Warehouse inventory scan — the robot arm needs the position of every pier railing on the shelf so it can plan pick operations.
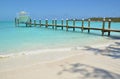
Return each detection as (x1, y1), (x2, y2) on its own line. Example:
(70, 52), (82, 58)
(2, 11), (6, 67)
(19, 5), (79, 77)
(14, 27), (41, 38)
(15, 18), (120, 36)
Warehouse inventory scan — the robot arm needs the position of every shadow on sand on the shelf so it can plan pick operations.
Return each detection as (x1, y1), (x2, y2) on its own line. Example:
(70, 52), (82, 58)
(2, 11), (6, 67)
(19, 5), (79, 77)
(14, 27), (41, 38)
(57, 63), (120, 79)
(84, 42), (120, 59)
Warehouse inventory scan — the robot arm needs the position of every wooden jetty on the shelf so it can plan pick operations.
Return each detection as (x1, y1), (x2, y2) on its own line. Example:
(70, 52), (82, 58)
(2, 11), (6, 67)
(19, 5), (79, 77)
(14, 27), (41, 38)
(15, 18), (120, 36)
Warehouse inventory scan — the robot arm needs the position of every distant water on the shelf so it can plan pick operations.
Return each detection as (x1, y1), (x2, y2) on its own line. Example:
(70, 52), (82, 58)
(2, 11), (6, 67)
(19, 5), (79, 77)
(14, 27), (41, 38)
(0, 21), (120, 55)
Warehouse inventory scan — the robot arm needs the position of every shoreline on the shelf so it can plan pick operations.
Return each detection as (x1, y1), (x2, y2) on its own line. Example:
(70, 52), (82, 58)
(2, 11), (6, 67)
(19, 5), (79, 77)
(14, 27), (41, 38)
(0, 37), (120, 79)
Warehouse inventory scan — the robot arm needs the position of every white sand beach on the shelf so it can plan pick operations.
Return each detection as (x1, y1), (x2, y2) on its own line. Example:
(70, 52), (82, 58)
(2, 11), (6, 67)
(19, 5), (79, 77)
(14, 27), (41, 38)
(0, 40), (120, 79)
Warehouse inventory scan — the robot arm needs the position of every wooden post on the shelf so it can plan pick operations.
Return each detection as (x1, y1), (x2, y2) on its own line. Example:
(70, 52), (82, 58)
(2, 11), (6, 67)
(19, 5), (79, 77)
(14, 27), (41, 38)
(81, 18), (84, 32)
(61, 19), (63, 30)
(88, 19), (90, 33)
(108, 19), (111, 36)
(29, 19), (32, 27)
(15, 18), (17, 27)
(52, 19), (55, 29)
(55, 18), (57, 30)
(45, 19), (48, 28)
(73, 19), (75, 31)
(66, 18), (68, 31)
(102, 18), (105, 36)
(39, 19), (41, 27)
(34, 19), (36, 26)
(17, 19), (19, 26)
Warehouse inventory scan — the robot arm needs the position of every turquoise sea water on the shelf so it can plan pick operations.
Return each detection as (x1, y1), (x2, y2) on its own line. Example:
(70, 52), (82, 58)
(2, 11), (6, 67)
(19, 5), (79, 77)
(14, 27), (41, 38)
(0, 21), (120, 55)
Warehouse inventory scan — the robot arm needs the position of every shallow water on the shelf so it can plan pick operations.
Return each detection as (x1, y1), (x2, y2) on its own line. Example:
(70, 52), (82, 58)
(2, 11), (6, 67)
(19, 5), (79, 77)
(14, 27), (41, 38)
(0, 21), (120, 55)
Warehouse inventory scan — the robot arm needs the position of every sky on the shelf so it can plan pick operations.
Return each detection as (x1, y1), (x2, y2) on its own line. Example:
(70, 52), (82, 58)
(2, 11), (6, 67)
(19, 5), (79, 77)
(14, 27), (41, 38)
(0, 0), (120, 20)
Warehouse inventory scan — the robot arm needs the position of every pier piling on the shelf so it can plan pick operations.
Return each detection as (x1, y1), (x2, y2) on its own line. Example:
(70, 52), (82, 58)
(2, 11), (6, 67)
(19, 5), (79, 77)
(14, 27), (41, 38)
(102, 18), (105, 36)
(108, 19), (111, 36)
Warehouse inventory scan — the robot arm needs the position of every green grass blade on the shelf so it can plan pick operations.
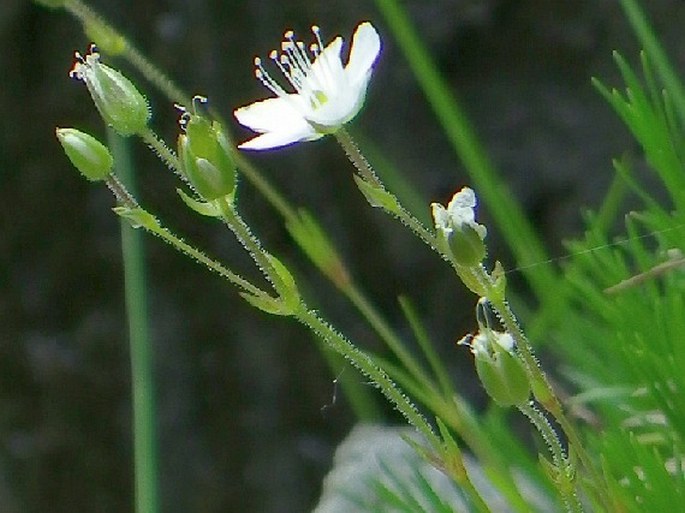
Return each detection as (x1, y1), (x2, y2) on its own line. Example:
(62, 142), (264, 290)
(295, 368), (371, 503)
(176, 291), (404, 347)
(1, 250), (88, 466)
(376, 0), (559, 303)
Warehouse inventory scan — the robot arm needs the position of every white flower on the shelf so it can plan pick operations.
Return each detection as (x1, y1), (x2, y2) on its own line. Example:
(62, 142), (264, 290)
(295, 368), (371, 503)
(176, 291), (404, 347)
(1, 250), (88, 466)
(233, 22), (381, 150)
(431, 187), (487, 239)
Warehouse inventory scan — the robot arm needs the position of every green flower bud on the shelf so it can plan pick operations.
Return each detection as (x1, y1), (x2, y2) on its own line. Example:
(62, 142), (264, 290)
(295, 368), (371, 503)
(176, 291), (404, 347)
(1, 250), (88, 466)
(178, 96), (236, 201)
(69, 45), (150, 136)
(471, 329), (530, 406)
(432, 187), (487, 267)
(55, 128), (114, 182)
+---+
Consigne:
Exprimez tous les items ci-dessus sous forme de liste JSON de chaînes, avec une chaîne par ligne et sans les lignes vides. Laissez les images de côté.

Réponse attendue:
[
  "Warehouse inventory scan — the robot arm needs the position of every pier railing on the shelf so it can plan pick operations.",
  "Return each detection as (x1, y1), (x2, y2) on its own line. Example:",
  "(70, 52), (82, 58)",
  "(2, 11), (6, 67)",
  "(19, 5), (79, 77)",
  "(14, 27), (41, 38)",
  "(15, 18), (120, 36)",
  "Warehouse inventory scan — the robot arm needs the position of every shadow on sand on the shelf so it can plan pick operations.",
  "Return each detection as (x1, y1), (x2, y2) on its own line. Example:",
  "(70, 52), (82, 58)",
  "(2, 11), (6, 67)",
  "(19, 5), (79, 77)",
  "(14, 27), (41, 38)",
  "(57, 63), (120, 79)",
  "(84, 42), (120, 59)",
  "Warehouse inventory scan — the robot arm needs the position of every wooden jetty on the shelf so it can plan pick operations.",
  "Return each detection as (x1, y1), (x2, y2) on its own line. Example:",
  "(70, 52), (82, 58)",
  "(2, 11), (6, 67)",
  "(19, 5), (79, 77)",
  "(14, 27), (41, 38)",
  "(15, 18), (120, 36)",
  "Warehouse inventory scan — the robot arm needs the position of every distant water on the shelf so it can plan pick operations.",
  "Return each detection as (x1, y1), (x2, y2) on its own line. Example:",
  "(70, 52), (82, 58)",
  "(2, 11), (6, 67)",
  "(19, 5), (79, 77)",
  "(14, 27), (41, 38)",
  "(0, 21), (120, 55)",
  "Warehouse inventory scan — the robot arm needs the position of every shoreline on the shelf so it can plan pick operations.",
  "Return each detection as (x1, y1), (x2, y2) on its own line. Example:",
  "(70, 52), (82, 58)",
  "(2, 11), (6, 67)",
  "(19, 5), (79, 77)",
  "(14, 27), (41, 38)",
  "(0, 37), (120, 79)",
  "Warehouse inventory scan — the robot arm needs the position of every white sand beach on the shelf so it can plan pick operations.",
  "Return each detection as (x1, y1), (x2, y2) on its own line. Example:",
  "(70, 52), (82, 58)",
  "(2, 11), (6, 67)",
  "(19, 5), (79, 77)",
  "(14, 27), (41, 38)",
  "(0, 40), (120, 79)",
  "Warehouse inventory scan — the robot arm needs the position of every wooden post on the shelf so it can plan pick operations.",
  "Return each detection as (x1, y1), (x2, y2) on its own line. Example:",
  "(70, 52), (82, 58)",
  "(2, 11), (6, 67)",
  "(19, 5), (79, 77)",
  "(14, 27), (41, 38)",
  "(81, 18), (84, 32)",
  "(61, 19), (63, 30)",
  "(88, 19), (90, 33)",
  "(108, 19), (111, 36)",
  "(29, 19), (32, 27)",
  "(15, 18), (17, 27)",
  "(52, 19), (55, 29)",
  "(55, 18), (57, 30)",
  "(45, 19), (48, 28)",
  "(73, 19), (75, 31)",
  "(66, 18), (68, 31)",
  "(102, 18), (105, 36)",
  "(39, 19), (41, 27)",
  "(34, 19), (36, 26)",
  "(17, 19), (19, 26)",
  "Warehouse inventory scan — the robot arm needs the position of every turquoise sea water on the shelf so it can plan pick operations.",
  "Return each detection as (x1, y1), (x2, y2) on its own line. Example:",
  "(70, 52), (82, 58)",
  "(2, 11), (6, 67)",
  "(19, 5), (79, 77)",
  "(14, 27), (41, 38)",
  "(0, 21), (120, 55)",
  "Warehouse inventory scan — the robot arm needs the position of every shallow water on the shelf so it can plan pick operations.",
  "Return each detection as (x1, y1), (x2, y2) on its own line. Example:",
  "(70, 52), (82, 58)",
  "(2, 11), (6, 67)",
  "(19, 5), (79, 77)",
  "(14, 27), (41, 38)",
  "(0, 21), (120, 55)",
  "Warehouse inventory scan — the robot arm needs the position of every sky on the shelf so it can plan pick operations.",
  "Return each detection as (x1, y1), (x2, y2) on its own line. Example:",
  "(70, 52), (82, 58)",
  "(2, 11), (6, 67)",
  "(19, 5), (79, 77)",
  "(14, 27), (41, 38)",
  "(0, 0), (120, 20)",
  "Warehouse inventory scan — the robot arm needs the position of every pier piling on the shelf so it can plan pick operations.",
  "Return each detection as (x1, y1), (x2, y2) on its own line. Example:",
  "(70, 52), (82, 58)",
  "(2, 11), (6, 67)",
  "(19, 5), (79, 77)",
  "(14, 27), (41, 38)",
  "(102, 18), (105, 36)",
  "(108, 19), (111, 36)",
  "Warehouse inventory scan — the robot arm needs the position of every green grass blade on the shelf so it can plan pick operations.",
  "Return each detection as (x1, y1), (x2, y2) on its own line. Example:",
  "(62, 142), (264, 290)",
  "(295, 368), (371, 503)",
  "(176, 291), (404, 347)",
  "(1, 250), (88, 466)",
  "(376, 0), (559, 303)",
  "Warehouse inventory scan — the robot arm needs the position of every white flower on the shelf so it can plan pick operations.",
  "Return each detection as (x1, y1), (x2, y2) on its own line. Example:",
  "(62, 142), (264, 290)",
  "(295, 368), (371, 503)",
  "(176, 291), (404, 347)",
  "(1, 250), (88, 466)",
  "(233, 22), (381, 150)",
  "(431, 187), (487, 239)",
  "Warehouse inventory scan — the robot arm needs the position of every green flower bud on the shelf so it can plan pick operations.",
  "Return each detection as (x1, y1), (x2, y2) on its own line. Example:",
  "(62, 142), (264, 290)",
  "(295, 368), (371, 503)",
  "(176, 291), (404, 347)",
  "(1, 250), (88, 466)",
  "(178, 96), (236, 201)",
  "(69, 45), (150, 136)",
  "(471, 329), (530, 406)",
  "(432, 187), (487, 267)",
  "(55, 128), (114, 182)"
]